**TASK INPUTS**:
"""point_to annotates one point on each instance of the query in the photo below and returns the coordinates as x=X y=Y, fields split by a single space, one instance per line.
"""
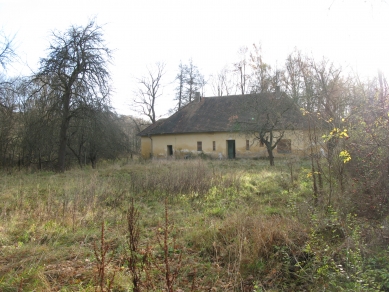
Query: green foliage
x=238 y=225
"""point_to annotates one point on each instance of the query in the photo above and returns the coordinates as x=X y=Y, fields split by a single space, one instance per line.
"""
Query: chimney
x=197 y=97
x=277 y=92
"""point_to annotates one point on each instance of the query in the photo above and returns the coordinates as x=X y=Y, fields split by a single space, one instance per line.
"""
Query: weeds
x=238 y=226
x=103 y=279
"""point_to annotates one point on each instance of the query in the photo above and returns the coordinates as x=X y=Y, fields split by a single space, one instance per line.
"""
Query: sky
x=351 y=33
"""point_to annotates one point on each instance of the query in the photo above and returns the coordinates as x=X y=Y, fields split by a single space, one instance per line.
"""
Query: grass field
x=198 y=225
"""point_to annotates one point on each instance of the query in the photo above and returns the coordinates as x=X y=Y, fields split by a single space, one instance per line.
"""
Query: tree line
x=61 y=114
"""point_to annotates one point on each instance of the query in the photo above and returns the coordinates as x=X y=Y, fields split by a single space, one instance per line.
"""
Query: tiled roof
x=221 y=114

**ASSIGNED TASK**:
Where a picture appears, omit it, and otherwise retype the material exactly.

**TASK ANSWER**:
"""point_to annotates one point on each instance of the query in the photo below and returns the coordinates as x=X y=Y, fields split by a single space, one instance per line.
"""
Query: green foliage
x=238 y=225
"""point_to annotates one point on each instance of the query in the photo above and returns the coordinates as x=X y=Y, fields split by a single space, one instance per line.
"""
Query: chimney
x=197 y=97
x=277 y=92
"""point_to annotates one point on each instance of the query in the photo above and returns the coordinates as x=X y=Y, fields split by a single space, one instance per line.
"""
Query: weeds
x=238 y=226
x=103 y=279
"""point_to annotates one point on each instance of the query in the photo above and returns the coordinates as x=X y=Y, fields split by a single space, one instance per line.
"""
Query: sky
x=351 y=33
"""point_to annotates one point on each instance of the query in the photo above and returns the coordinates as x=X y=Y, fields split by a single space, one instance per line.
"""
Query: grass field
x=198 y=225
"""point_to annotates one point on each instance of the query in the photo above and returns the coordinates as x=X y=Y, fields split by a single space, one instance per line.
"""
Query: tree line
x=61 y=114
"""point_to annotates one point on each instance of the query in the photo above and returns the coordinates as x=X y=Y, fields split by a single space, one instance per line.
"""
Query: tiled roof
x=221 y=114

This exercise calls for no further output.